Work to do: Can you gather every line in the records below that contains the string "camera" and copy each one?

Dataset:
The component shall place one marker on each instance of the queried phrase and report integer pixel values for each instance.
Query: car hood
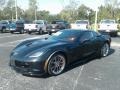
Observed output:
(38, 45)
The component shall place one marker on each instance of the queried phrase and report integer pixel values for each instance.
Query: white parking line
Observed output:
(115, 44)
(18, 41)
(11, 36)
(78, 77)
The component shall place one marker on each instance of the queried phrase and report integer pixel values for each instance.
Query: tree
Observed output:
(30, 13)
(112, 5)
(2, 3)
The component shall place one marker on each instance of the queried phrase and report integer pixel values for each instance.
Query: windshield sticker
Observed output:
(57, 34)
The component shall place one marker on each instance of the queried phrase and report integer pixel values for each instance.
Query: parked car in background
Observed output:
(5, 25)
(80, 24)
(52, 55)
(108, 26)
(39, 26)
(18, 26)
(57, 25)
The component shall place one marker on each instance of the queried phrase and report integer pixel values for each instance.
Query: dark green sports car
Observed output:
(52, 55)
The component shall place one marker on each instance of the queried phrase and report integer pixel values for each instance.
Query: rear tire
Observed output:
(22, 32)
(40, 32)
(11, 32)
(56, 64)
(29, 32)
(105, 50)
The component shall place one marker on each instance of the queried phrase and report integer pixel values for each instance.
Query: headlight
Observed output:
(35, 55)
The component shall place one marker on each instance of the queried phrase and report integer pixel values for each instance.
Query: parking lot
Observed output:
(95, 74)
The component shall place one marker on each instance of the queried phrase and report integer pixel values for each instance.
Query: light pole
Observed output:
(16, 10)
(35, 12)
(96, 16)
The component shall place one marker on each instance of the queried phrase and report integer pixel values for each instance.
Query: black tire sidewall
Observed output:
(48, 69)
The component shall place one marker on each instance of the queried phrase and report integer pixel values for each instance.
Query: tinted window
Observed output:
(95, 34)
(107, 21)
(81, 22)
(86, 36)
(66, 35)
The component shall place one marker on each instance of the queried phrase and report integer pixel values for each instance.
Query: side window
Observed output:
(86, 36)
(95, 34)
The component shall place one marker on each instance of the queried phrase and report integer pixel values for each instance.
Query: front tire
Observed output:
(56, 64)
(105, 50)
(22, 32)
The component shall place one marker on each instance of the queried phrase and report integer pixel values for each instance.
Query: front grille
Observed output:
(21, 64)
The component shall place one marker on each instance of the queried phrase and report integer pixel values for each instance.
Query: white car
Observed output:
(108, 26)
(39, 26)
(80, 24)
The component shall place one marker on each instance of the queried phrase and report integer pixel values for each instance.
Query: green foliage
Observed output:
(71, 12)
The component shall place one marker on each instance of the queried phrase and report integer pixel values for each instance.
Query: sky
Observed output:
(55, 6)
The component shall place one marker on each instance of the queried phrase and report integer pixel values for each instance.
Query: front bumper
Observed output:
(28, 68)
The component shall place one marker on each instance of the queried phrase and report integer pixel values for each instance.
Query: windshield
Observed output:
(3, 22)
(81, 22)
(38, 22)
(65, 35)
(57, 22)
(107, 21)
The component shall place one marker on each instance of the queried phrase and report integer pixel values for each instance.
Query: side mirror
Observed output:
(50, 33)
(84, 41)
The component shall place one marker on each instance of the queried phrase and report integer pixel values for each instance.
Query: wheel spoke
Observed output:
(57, 64)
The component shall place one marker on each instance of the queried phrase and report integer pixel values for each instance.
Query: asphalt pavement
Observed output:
(93, 74)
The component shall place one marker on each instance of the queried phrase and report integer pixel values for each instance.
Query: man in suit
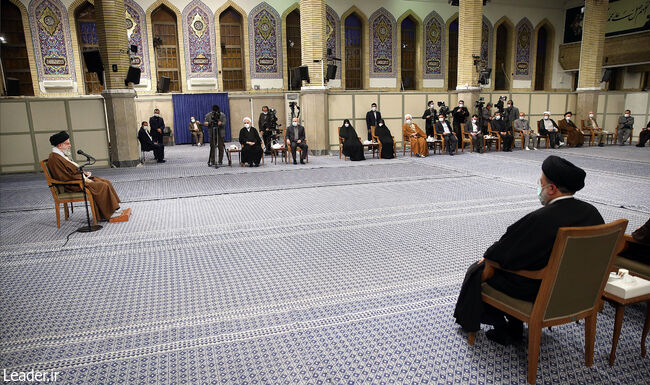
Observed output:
(156, 127)
(590, 123)
(625, 125)
(430, 117)
(148, 144)
(444, 128)
(526, 245)
(296, 138)
(216, 121)
(372, 117)
(504, 131)
(547, 126)
(196, 129)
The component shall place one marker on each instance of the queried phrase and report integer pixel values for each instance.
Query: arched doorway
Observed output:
(232, 50)
(294, 53)
(408, 52)
(452, 72)
(15, 61)
(165, 42)
(353, 49)
(88, 41)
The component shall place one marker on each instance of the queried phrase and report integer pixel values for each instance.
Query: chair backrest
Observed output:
(578, 269)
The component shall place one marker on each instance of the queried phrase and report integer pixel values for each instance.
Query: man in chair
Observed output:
(296, 138)
(526, 245)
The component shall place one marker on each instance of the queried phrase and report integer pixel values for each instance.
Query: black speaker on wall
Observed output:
(163, 84)
(13, 86)
(331, 72)
(133, 76)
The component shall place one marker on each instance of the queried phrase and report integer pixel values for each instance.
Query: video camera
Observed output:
(443, 109)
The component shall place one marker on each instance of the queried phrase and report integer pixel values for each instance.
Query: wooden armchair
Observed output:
(568, 291)
(60, 196)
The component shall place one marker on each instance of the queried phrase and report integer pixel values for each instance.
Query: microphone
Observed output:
(80, 152)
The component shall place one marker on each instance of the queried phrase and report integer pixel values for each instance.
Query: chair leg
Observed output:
(590, 337)
(534, 338)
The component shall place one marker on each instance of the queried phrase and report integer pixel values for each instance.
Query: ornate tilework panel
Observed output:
(434, 40)
(486, 42)
(48, 21)
(135, 27)
(332, 29)
(265, 37)
(523, 38)
(383, 40)
(198, 35)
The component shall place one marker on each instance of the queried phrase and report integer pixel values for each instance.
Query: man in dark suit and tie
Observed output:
(372, 117)
(148, 144)
(296, 138)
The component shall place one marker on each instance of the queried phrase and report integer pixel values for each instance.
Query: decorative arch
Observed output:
(285, 48)
(383, 30)
(179, 33)
(198, 32)
(523, 50)
(265, 39)
(245, 45)
(332, 31)
(434, 46)
(364, 42)
(53, 51)
(29, 46)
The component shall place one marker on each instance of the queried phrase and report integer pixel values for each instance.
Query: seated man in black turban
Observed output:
(526, 245)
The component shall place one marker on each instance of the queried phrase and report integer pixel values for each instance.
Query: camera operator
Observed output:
(267, 123)
(460, 115)
(216, 122)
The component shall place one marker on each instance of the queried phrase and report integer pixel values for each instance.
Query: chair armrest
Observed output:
(533, 274)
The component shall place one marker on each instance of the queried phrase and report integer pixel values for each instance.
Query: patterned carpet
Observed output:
(329, 273)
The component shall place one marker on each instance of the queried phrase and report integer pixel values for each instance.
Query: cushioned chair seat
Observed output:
(521, 306)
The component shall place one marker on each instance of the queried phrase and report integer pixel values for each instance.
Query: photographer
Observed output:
(216, 122)
(267, 122)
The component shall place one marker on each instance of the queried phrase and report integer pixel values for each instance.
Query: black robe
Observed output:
(526, 245)
(386, 139)
(250, 154)
(352, 147)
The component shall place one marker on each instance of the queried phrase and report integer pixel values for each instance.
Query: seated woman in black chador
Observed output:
(352, 147)
(383, 133)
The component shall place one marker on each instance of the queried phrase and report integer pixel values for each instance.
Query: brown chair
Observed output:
(569, 291)
(57, 188)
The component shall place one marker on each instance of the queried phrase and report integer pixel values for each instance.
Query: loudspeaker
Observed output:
(163, 84)
(607, 76)
(93, 61)
(304, 73)
(331, 72)
(133, 76)
(13, 86)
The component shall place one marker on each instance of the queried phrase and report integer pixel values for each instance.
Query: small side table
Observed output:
(619, 304)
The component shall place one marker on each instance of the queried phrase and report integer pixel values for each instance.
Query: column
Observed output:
(119, 98)
(591, 56)
(470, 19)
(313, 96)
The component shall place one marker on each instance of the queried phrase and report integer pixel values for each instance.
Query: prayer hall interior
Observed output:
(345, 269)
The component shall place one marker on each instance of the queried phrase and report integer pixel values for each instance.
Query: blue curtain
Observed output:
(197, 105)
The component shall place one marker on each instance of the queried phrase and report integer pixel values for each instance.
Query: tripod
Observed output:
(90, 228)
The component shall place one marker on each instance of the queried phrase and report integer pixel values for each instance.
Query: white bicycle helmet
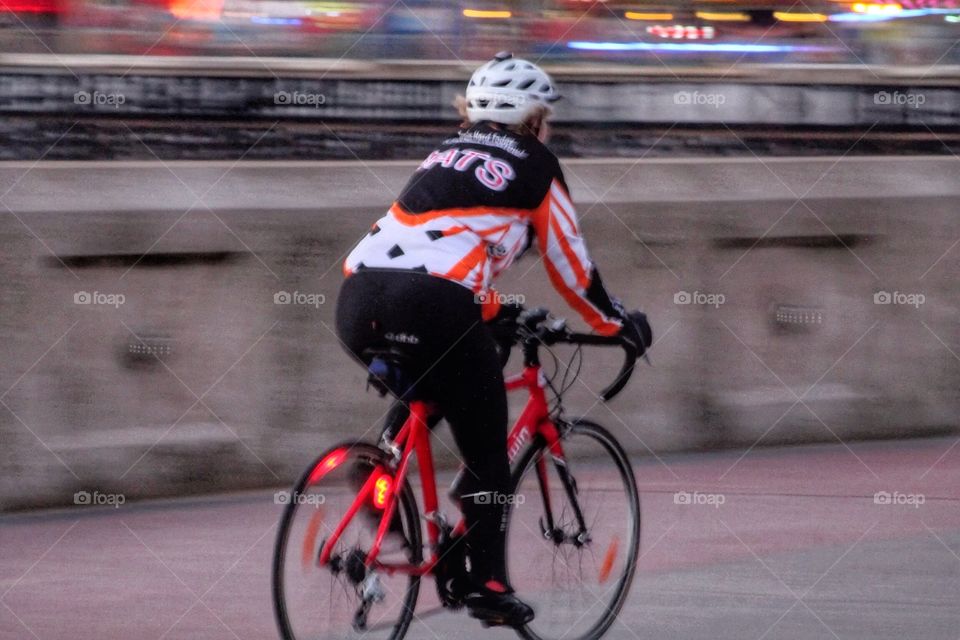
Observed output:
(507, 90)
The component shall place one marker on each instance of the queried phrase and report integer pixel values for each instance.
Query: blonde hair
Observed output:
(531, 126)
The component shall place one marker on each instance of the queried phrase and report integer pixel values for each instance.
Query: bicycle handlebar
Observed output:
(530, 324)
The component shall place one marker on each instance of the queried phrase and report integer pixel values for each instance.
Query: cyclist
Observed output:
(419, 282)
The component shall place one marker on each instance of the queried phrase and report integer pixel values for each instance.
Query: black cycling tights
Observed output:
(437, 325)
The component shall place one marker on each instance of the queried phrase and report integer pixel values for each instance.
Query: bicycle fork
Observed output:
(548, 527)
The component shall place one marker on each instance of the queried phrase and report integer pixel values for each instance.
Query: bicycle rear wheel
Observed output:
(324, 602)
(576, 579)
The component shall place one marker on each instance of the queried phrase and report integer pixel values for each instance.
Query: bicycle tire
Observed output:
(411, 521)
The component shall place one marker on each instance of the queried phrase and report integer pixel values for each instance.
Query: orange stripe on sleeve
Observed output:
(583, 280)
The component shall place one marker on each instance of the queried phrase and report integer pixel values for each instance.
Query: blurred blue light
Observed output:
(881, 17)
(719, 47)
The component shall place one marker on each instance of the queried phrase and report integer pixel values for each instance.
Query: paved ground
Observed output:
(798, 549)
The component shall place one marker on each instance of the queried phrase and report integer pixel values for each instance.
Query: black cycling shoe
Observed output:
(497, 608)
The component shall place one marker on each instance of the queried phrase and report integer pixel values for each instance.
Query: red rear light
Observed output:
(29, 6)
(333, 460)
(381, 490)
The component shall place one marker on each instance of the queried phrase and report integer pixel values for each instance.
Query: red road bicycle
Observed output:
(349, 554)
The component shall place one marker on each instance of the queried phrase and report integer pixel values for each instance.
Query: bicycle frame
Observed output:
(414, 439)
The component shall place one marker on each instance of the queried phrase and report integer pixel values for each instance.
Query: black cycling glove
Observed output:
(636, 328)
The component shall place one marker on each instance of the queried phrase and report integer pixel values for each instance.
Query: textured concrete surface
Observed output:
(199, 363)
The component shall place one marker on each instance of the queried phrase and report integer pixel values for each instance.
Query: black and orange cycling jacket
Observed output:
(468, 212)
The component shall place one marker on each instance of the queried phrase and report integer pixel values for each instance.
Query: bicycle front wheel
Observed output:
(574, 534)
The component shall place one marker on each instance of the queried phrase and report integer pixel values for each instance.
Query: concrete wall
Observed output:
(246, 391)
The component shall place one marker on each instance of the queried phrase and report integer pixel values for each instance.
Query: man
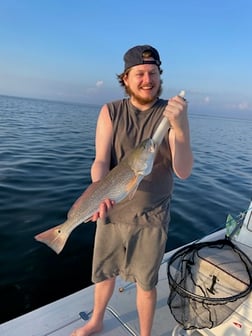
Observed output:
(131, 236)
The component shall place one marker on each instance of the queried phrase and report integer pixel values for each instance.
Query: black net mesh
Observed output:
(208, 281)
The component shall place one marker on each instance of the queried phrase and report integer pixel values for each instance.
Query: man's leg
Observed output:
(146, 304)
(102, 294)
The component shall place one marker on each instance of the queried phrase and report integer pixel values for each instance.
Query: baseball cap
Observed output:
(134, 56)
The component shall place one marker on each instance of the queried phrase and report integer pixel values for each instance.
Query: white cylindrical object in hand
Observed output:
(163, 126)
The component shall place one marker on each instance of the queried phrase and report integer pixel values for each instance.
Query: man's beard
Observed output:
(142, 100)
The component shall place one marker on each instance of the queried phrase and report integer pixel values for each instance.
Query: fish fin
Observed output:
(55, 238)
(132, 193)
(75, 207)
(131, 187)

Finished task:
Query: video camera
Query: camera operator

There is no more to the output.